■ **Point localization data**
%%
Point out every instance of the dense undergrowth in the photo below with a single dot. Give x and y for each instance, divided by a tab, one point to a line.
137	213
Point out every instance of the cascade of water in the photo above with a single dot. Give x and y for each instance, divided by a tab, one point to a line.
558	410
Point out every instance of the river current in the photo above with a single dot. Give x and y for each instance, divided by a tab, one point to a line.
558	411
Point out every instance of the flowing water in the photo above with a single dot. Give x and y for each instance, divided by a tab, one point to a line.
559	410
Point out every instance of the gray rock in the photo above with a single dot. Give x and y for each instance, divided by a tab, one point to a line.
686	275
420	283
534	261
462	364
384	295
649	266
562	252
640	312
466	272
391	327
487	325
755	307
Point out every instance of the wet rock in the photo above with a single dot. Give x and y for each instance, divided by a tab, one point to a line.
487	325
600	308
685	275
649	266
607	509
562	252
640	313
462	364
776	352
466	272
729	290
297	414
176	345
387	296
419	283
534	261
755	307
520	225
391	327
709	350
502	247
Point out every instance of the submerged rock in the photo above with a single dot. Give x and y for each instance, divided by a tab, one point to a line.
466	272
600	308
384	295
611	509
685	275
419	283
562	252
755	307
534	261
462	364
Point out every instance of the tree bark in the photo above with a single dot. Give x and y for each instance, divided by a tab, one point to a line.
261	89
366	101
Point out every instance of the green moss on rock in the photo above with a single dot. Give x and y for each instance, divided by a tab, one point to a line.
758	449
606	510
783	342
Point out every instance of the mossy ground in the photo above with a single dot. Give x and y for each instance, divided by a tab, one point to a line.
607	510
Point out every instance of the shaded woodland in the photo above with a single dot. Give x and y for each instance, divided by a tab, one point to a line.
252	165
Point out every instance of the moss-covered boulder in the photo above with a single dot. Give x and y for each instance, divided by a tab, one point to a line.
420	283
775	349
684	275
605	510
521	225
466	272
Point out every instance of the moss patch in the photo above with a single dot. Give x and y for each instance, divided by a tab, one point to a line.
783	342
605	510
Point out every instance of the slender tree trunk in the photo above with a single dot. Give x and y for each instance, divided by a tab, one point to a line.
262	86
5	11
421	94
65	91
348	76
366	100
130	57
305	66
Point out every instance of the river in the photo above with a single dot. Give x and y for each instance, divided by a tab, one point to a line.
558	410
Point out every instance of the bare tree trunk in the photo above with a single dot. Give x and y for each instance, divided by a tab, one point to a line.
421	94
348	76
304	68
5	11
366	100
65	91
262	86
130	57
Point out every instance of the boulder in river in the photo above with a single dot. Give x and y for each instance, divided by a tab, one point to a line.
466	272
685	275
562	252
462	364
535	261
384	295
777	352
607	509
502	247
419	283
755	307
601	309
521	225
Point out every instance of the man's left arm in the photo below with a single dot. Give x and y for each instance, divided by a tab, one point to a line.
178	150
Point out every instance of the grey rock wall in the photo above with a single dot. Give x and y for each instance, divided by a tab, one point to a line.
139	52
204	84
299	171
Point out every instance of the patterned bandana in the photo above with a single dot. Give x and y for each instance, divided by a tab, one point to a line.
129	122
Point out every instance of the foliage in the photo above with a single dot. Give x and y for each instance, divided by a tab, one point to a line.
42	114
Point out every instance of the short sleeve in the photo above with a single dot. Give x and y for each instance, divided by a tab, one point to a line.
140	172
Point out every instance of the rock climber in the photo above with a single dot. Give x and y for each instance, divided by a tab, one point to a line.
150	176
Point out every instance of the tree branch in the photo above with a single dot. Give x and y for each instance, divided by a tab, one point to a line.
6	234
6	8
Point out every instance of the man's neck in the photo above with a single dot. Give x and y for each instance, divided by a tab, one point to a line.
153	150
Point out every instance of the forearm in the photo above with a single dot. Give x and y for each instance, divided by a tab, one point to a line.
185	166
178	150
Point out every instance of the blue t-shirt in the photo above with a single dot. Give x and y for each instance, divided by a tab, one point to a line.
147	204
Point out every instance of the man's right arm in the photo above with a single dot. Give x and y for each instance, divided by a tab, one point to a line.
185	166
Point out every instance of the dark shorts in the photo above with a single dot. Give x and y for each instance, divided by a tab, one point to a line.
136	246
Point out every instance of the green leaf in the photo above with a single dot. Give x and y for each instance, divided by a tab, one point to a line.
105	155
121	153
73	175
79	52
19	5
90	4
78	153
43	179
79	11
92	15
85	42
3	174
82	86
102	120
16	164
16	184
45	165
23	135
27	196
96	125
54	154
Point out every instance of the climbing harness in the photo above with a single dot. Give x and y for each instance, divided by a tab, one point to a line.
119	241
%%
■ **What you should do**
A verbatim repeat of all the entries above is the required answer.

■ **Exercise response**
Point out every instance of the dense undergrowth in the photo below with a single dot. Give x and y for each instance, divided by a tab, one point to a line.
137	213
Point out every instance of the cascade of water in the photo above with a single dot. Give x and y for each instance, divided by a tab, one point to a line.
558	410
Point out every instance of the river current in the photo above with a single dot. Give x and y for each instance, divided by a tab, one point to a line.
558	411
Point out every instance of the flowing water in the photo above with a single dot. Give x and y for each instance, divided by a tab, one point to a line.
559	410
Point out every instance of the gray rock in the photo above with a single dot. Give x and y for each instance, divided by a tab, one point to a line.
686	275
420	283
534	261
462	364
384	295
649	266
562	252
640	312
466	272
391	327
487	325
755	307
Point out every instance of the wet rock in the photo above with a single dot. Give x and y for each instance, divided by a tab, one point to a line.
487	325
600	308
685	275
649	266
607	509
562	252
640	313
462	364
776	352
466	272
729	290
297	414
176	345
387	296
419	283
534	261
755	307
520	225
391	327
709	350
502	247
Point out every instance of the submerged rock in the photo above with a single dot. Give x and y for each instance, divided by a tab, one point to a line.
466	272
600	308
384	295
611	509
685	275
419	283
562	252
755	307
534	261
462	364
Point out every instance of the tree bark in the photo above with a single dot. Give x and y for each instance, divided by a tab, one point to a line.
261	89
366	101
Point out every instance of the green moss on rock in the photo above with a single dot. Give x and y for each instance, divided by a tab, one point to a line.
758	449
606	510
783	342
Point out every instance of the mossy ground in the photo above with a single dot. Give x and y for each instance, divided by a tab, one point to a line.
607	510
Point out every instance of the shaded woodland in the photo above with a single dot. Give x and y for each instance, divided by a tab, one point to a line.
252	165
Point out every instance of the moss-covered boulder in the photo above with a single dot. Give x and y for each instance, divided by a tab, one point to a line.
420	283
775	349
684	275
605	510
521	225
466	272
Point out every instance of the moss patch in the photo above with a single dot. Give x and y for each instance, divided by a tab, one point to a line.
783	342
605	510
Point out every instance of the slender tree trunk in the photo above with a single dot. Give x and y for each instance, divided by a tab, one point to a line.
262	86
5	11
421	94
65	91
348	76
366	100
130	57
305	66
Point out every instance of the river in the photo above with a single dot. Give x and y for each instance, divided by a tab, one point to a line.
558	410
Point out every instance of the bare tree trunk in the photo above with a single dot. Give x and y for each instance, divided by a tab, one point to a line.
421	94
348	76
304	68
5	11
366	100
65	91
262	86
130	57
Point out every instance of the boulder in river in the photo above with a single dot. Give x and y for each instance, divided by a tab, one point to a line.
466	272
685	275
562	252
462	364
535	261
384	295
777	352
607	509
502	247
419	283
755	307
601	309
521	225
Point out every instance of the man's left arm in the photo below with a single dot. Give x and y for each instance, divided by a tab, one point to a line.
178	150
Point out every instance of the grey rock wall in the photo above with a single dot. Give x and y for each instance, divided by a tab, one point to a line.
139	52
204	84
299	171
Point out every instance of the patterned bandana in the photo above with a single dot. Give x and y for each instance, divided by a tab, one point to a line.
129	122
Point out every instance of the foliage in the photo above with a single dot. Give x and y for each instance, divided by a tab, one point to a line.
42	114
Point out every instance of the short sleeve in the photo above with a single dot. Give x and y for each instance, divided by a tab, one point to a line.
140	172
Point out every instance of the rock climber in the photo above with a single dot. Give x and y for each instance, divided by a tab, one point to a line.
150	176
Point out every instance of the tree branch in the photo above with a single dot. Give x and y for each instance, divided by a tab, one point to a line.
6	234
6	8
Point out every instance of the man's neck in the photo above with a single dot. Give x and y for each instance, divided by a tab, one point to a line.
153	150
Point out every instance of the forearm in the photo above with a single dot. Give x and y for each instance, divided by a tab, one point to a line.
185	166
178	150
Point out every instance of the blue t-shirt in the photo above with a single dot. Give x and y for each instance, divided by a tab, one point to a line.
147	204
Point out every instance of the man's right arm in the photo above with a single dot. Give x and y for each instance, divided by a tab, one point to a line.
185	166
Point out every instance of the dark shorts in the photo above with a single dot. Give x and y for each instance, divided by a tab, one point to a line.
136	246
Point out every instance of the green leaf in the photo above with a single dot. Give x and y for each instance, divided by a tab, one point to a line.
105	155
121	153
73	175
79	52
19	5
90	4
78	153
43	179
79	11
92	15
85	42
3	174
82	86
102	120
16	164
16	184
45	165
23	135
27	196
96	125
54	154
Point out every instance of the climbing harness in the photo above with a single dot. Give x and y for each instance, divided by a tab, one point to a line.
119	241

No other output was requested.